## WORK REQUIRED
Can you pick up the mailing-list message below on key issues for Library Linked Data and carry it on from its last sentence?

## READING TEXT
Begin
W3C home > Mailing lists > Public > public-xg-lld@w3.org > February 2011

RE: Brainstorming: Key Issues

From: Ford, Kevin <kefo@loc.gov>
Date: Wed, 23 Feb 2011 16:40:57 -0500
To: Ross Singer <ross.singer@talis.com>, Karen Coyle <kcoyle@kcoyle.net>
CC: "public-xg-lld@w3.org" <public-xg-lld@w3.org>
Message-ID: <1D525027B29706438707F336D75A279F167D92E957@LCXCLMB03.LCDS.LOC.GOV>
Action item....


1. Clear Purpose and Objective with LLD

What's the case for LLD?  What problem does *Library* LD help to solve?  How will it be of benefit to libraries (in addition to and/or improvements on current practices, current standards, current costs, etc)?  How will LLD help libraries better serve their users?

This group's charter notes that "the mission of the Library Linked Data incubator group is to help increase global interoperability of library data on the Web ..." [1].   This is fine, but what is the benefit of this activity to libraries, which will be asked to pour resources into this activity?  To ask this in a more challenging way:  So what?  How are libraries losing out now?  What's broke that needs fixing?
End
## ITEMS
Begin
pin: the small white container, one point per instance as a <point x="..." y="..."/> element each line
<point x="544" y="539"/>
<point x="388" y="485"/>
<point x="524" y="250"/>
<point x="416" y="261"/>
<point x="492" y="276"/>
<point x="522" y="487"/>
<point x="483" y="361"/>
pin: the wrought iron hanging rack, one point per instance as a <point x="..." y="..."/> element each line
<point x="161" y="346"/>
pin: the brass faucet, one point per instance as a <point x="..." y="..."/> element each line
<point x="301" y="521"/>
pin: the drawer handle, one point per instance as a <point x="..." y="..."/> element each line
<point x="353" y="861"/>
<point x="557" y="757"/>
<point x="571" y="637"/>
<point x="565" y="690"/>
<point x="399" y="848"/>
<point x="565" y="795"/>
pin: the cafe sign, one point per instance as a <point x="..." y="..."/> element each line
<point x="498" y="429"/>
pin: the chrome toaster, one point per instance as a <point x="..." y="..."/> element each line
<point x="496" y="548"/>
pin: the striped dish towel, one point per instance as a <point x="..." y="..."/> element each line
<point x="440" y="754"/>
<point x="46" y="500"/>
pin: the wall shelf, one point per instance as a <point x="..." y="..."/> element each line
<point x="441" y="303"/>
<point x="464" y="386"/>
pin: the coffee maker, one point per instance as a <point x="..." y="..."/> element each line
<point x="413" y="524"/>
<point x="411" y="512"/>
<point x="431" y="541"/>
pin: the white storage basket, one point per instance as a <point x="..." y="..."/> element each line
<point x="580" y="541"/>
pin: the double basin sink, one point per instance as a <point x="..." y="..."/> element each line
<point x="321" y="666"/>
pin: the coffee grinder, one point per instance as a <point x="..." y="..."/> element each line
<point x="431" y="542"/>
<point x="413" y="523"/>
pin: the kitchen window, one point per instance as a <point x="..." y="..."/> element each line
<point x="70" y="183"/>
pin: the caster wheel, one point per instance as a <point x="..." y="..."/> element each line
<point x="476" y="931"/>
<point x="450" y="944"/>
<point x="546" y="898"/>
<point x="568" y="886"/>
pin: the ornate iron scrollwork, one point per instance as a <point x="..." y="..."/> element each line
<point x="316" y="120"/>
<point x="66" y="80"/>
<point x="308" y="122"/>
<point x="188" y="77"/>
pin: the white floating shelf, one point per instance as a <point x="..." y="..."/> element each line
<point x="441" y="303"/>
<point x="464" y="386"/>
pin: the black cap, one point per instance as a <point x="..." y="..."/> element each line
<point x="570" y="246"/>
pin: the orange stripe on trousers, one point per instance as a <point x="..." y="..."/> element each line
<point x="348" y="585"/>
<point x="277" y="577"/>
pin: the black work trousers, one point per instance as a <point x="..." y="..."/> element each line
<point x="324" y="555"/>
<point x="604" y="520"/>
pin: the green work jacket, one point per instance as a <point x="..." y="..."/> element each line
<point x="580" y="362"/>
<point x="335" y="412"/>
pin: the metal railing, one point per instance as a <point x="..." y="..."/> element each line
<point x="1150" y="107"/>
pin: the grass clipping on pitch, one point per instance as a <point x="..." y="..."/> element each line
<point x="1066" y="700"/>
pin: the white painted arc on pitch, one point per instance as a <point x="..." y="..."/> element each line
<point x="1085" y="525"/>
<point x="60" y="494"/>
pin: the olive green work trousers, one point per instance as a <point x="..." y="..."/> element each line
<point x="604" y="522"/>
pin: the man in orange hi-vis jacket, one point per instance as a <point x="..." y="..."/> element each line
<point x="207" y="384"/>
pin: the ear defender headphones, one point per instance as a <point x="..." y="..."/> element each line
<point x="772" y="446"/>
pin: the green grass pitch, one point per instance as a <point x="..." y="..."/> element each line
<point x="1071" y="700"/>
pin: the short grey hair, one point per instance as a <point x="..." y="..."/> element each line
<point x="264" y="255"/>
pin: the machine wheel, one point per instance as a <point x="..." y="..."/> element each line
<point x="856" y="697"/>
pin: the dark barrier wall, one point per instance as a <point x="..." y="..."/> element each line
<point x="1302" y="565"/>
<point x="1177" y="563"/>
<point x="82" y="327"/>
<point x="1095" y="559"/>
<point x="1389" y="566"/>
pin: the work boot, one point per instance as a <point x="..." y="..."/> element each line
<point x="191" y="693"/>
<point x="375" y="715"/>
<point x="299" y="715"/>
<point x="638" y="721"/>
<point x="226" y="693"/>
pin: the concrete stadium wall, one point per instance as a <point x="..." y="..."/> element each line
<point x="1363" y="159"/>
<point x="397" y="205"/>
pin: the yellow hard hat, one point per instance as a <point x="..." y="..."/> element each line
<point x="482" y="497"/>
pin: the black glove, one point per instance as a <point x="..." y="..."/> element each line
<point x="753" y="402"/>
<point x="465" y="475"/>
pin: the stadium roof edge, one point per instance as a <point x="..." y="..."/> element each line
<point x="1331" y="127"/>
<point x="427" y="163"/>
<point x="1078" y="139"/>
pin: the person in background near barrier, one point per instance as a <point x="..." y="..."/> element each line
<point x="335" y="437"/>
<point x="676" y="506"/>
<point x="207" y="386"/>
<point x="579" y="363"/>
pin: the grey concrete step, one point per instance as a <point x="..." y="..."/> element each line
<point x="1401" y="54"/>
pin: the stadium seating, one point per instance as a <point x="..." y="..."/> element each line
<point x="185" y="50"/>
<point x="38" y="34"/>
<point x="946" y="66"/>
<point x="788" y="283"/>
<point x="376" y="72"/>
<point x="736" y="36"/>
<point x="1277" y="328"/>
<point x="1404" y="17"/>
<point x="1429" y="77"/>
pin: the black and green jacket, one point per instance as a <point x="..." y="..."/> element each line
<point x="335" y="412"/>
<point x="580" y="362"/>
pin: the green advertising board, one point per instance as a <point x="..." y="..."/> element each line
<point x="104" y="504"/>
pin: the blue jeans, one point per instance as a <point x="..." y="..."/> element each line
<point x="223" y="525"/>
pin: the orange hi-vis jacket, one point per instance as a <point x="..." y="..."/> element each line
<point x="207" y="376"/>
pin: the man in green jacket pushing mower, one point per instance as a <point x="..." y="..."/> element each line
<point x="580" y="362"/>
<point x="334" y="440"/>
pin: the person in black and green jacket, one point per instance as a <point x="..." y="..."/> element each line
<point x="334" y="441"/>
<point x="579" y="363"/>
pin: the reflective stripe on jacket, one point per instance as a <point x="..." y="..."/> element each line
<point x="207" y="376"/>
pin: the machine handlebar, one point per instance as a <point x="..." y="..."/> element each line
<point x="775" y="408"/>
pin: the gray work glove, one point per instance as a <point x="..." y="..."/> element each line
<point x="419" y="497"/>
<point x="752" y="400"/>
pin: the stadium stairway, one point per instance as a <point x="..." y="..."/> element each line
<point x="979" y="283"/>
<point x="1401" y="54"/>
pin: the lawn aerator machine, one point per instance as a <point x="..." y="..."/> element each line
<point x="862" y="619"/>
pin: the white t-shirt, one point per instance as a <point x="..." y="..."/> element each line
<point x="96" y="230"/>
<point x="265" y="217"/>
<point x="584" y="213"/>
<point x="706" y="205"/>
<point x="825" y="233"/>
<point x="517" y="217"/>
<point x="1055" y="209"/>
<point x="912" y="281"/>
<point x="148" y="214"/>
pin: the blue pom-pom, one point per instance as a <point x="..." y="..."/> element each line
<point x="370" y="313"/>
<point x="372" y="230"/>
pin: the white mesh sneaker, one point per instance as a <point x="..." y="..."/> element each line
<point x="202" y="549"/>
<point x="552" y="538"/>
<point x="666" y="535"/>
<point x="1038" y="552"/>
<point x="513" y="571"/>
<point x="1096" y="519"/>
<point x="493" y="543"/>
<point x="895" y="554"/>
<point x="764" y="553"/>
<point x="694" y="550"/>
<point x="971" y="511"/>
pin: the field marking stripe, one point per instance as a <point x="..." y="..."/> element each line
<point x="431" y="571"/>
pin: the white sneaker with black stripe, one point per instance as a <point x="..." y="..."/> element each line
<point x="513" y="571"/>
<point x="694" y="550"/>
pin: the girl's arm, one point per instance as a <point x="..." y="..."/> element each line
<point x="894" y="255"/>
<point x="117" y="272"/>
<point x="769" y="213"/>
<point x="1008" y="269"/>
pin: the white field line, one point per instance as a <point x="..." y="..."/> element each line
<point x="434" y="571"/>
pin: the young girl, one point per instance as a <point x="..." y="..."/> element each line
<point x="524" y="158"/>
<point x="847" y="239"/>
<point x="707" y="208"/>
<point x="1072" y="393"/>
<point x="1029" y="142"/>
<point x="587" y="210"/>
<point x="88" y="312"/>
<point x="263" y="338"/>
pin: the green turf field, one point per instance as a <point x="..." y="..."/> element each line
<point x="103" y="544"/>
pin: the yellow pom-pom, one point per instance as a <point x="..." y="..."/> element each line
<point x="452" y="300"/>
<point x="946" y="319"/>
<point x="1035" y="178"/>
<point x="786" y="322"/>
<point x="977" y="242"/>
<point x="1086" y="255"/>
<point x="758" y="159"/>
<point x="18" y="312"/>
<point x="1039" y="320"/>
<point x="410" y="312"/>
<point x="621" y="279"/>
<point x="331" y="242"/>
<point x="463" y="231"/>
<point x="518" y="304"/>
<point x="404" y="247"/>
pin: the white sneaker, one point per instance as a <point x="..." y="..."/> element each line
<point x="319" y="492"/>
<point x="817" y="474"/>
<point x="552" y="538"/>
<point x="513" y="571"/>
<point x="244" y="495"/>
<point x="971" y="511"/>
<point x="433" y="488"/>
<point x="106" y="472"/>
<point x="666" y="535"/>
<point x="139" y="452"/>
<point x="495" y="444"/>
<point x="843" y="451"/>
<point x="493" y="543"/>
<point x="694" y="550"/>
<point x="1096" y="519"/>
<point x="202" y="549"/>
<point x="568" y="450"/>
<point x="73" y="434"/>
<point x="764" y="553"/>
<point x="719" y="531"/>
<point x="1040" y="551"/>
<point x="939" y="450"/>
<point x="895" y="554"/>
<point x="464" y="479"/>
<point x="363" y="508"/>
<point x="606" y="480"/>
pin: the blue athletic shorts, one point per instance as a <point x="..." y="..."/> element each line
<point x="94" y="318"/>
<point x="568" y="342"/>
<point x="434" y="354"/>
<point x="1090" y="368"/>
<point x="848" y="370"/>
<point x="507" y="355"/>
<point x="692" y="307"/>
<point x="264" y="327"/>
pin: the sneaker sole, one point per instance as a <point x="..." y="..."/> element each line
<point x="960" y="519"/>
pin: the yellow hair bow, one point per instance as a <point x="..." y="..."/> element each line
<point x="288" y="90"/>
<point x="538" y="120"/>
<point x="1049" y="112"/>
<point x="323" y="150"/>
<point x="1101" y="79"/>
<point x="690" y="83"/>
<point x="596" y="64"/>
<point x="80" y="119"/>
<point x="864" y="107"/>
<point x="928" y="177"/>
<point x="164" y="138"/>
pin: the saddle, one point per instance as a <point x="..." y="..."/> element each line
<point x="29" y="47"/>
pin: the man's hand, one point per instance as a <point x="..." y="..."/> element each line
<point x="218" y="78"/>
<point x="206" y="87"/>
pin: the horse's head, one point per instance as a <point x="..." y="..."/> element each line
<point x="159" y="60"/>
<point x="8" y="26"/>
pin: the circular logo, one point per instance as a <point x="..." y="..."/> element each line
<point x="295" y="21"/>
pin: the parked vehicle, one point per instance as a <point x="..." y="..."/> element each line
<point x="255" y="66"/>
End
## EXERCISE RESPONSE
Will LLD only benefit data consumers?  Who are these data consumers?  How will it benefit my mother, or your's?  Will it benefit data creators (catalogers, for example)?  Will it benefit those managing library technology?

I feel that whatever follows in this document should further illuminate the answers to these types of  questions.

FWIW, it's fine that end users (my mother, e.g.) benefits only indirectly.  Perhaps even catalogers benefit indirectly.  I'm not suggesting there are right or wrong answers here, but that we identify how and to whom LLD will be of benefit (though, generically, it absolutely must be of benefit to libraries).

It might be that these questions are closely related to point 2.


2. Attention to Education and Outreach

With 1, general education will be a must, as Karen rightly noted.  Good answers to 1 will make this easier by providing focus to education efforts.  It might also help to convince decision makers to direct resources toward LLD projects.


3. Open Data

Lot's of talk about LLD, but little about Library LOD.  The data needs to be freed from restrictions and, as Ross suggested, preferably bulk downloads provided.  To echo Ross's sentiment, should the BL ping VIAF or ID 10s of millions of times for information?

The inability to share/include/use resources/data with minimal restrictions, from an array of sources, will negatively impact interoperability, the same "interoperability" from the mission statement.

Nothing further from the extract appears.